◆ **Directive**
Could every line of the data be printed exactly as it reads?

◆ **Data rows**
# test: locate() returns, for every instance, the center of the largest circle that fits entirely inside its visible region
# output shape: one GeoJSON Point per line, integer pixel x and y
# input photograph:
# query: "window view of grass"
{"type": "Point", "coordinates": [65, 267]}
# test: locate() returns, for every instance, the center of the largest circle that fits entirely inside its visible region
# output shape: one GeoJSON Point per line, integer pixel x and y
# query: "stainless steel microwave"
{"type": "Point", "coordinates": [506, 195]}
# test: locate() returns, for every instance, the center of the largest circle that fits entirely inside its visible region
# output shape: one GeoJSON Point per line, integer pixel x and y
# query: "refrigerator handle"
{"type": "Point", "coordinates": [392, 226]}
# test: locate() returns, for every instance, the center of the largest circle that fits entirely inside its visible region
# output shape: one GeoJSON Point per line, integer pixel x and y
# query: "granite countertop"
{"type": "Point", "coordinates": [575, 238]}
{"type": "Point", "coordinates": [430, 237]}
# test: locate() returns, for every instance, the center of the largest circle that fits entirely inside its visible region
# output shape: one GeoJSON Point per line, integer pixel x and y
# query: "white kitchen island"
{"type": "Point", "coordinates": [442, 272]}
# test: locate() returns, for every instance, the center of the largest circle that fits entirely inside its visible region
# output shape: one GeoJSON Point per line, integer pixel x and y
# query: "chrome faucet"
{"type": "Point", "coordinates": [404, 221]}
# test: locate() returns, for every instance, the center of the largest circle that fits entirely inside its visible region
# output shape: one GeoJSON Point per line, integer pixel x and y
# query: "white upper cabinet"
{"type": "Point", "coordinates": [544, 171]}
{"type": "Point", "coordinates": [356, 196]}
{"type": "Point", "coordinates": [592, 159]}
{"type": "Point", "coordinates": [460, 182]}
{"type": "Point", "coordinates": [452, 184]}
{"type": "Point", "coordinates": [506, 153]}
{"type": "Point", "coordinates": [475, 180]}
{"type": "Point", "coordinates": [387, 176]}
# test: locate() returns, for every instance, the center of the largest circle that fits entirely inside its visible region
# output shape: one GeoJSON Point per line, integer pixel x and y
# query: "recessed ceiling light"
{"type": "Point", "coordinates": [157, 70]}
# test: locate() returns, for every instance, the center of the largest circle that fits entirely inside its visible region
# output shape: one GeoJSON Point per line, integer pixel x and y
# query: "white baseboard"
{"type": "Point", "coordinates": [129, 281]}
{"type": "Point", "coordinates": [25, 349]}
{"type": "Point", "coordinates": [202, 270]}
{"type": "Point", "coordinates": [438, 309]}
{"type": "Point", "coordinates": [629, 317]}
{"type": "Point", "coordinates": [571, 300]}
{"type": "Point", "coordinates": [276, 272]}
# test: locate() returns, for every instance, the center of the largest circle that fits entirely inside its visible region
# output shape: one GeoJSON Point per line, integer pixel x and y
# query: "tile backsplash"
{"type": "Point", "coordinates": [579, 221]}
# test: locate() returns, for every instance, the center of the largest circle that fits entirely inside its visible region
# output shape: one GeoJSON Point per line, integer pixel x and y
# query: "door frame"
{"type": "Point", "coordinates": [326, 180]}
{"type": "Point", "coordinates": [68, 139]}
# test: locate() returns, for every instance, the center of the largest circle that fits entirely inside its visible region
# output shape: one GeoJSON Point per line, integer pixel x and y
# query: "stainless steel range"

◆ **Written response**
# test: locate() returns, for every instance, the center of the largest circle that fits entirely inside its visible region
# output shape: one GeoJSON Point per line, integer pixel x and y
# input photograph:
# query: "window view of grass"
{"type": "Point", "coordinates": [65, 267]}
# test: locate() returns, for every instance, the center of the largest circle that fits entirely inside its visible region
# output shape: one GeoJSON Point per line, integer pixel x and y
# query: "stainless steel microwave"
{"type": "Point", "coordinates": [506, 195]}
# test: locate() returns, for every instance, the center of the largest circle that fits entirely inside its visible region
# output shape: one GeoJSON Point per line, integer pixel x and y
# query: "refrigerator handle"
{"type": "Point", "coordinates": [392, 226]}
# test: locate() returns, for every instance, the center of the largest circle that fits entirely inside its visible region
# output shape: one GeoJSON Point per line, integer pixel x and y
# query: "granite countertop"
{"type": "Point", "coordinates": [575, 238]}
{"type": "Point", "coordinates": [430, 237]}
# test: locate() returns, for every instance, the center of the largest circle that fits entirely inside its visible region
# output shape: one GeoJSON Point per line, integer pixel x and y
# query: "white kitchen island"
{"type": "Point", "coordinates": [442, 272]}
# test: locate() returns, for every instance, the center of the largest circle that fits entirely inside its visible region
# output shape: one GeoJSON Point per line, integer pixel x and y
# query: "chrome faucet"
{"type": "Point", "coordinates": [404, 221]}
# test: locate() returns, for every instance, the center of the largest circle that fits entirely inside its visible region
# output shape: one GeoJSON Point per line, integer pixel x and y
# query: "white upper cabinet"
{"type": "Point", "coordinates": [544, 171]}
{"type": "Point", "coordinates": [356, 196]}
{"type": "Point", "coordinates": [592, 159]}
{"type": "Point", "coordinates": [460, 182]}
{"type": "Point", "coordinates": [452, 184]}
{"type": "Point", "coordinates": [506, 153]}
{"type": "Point", "coordinates": [475, 180]}
{"type": "Point", "coordinates": [387, 176]}
# test: locate() returns, for every instance, the center of the largest circle that fits entirely inside its visible region
# output shape: one GeoJSON Point per line, integer pixel x and y
# query: "recessed ceiling light"
{"type": "Point", "coordinates": [157, 70]}
# test: locate() returns, for every instance, the center of the largest circle that fits entirely inside its visible region
# output shape: one GeoJSON Point per line, integer pixel x and y
# query: "white baseboard"
{"type": "Point", "coordinates": [129, 281]}
{"type": "Point", "coordinates": [25, 349]}
{"type": "Point", "coordinates": [202, 270]}
{"type": "Point", "coordinates": [438, 309]}
{"type": "Point", "coordinates": [629, 317]}
{"type": "Point", "coordinates": [571, 300]}
{"type": "Point", "coordinates": [276, 272]}
# test: locate() returns, for every instance, the center of the largest circle that fits entirely inside its visible region
# output shape: one GeoJSON Point per line, integer pixel x and y
# query: "tile backsplash"
{"type": "Point", "coordinates": [579, 221]}
# test: locate() returns, for every instance, the center of the largest circle that fits entirely inside its visible region
# output shape: one GeoJSON Point per line, integer pixel x and y
# query: "door frame"
{"type": "Point", "coordinates": [326, 180]}
{"type": "Point", "coordinates": [68, 139]}
# test: locate() returns, for every instance, the center of the largest circle that fits entirely inside its visible region
# output shape: one GeoJSON Point per line, integer pixel x and y
# query: "stainless steel range"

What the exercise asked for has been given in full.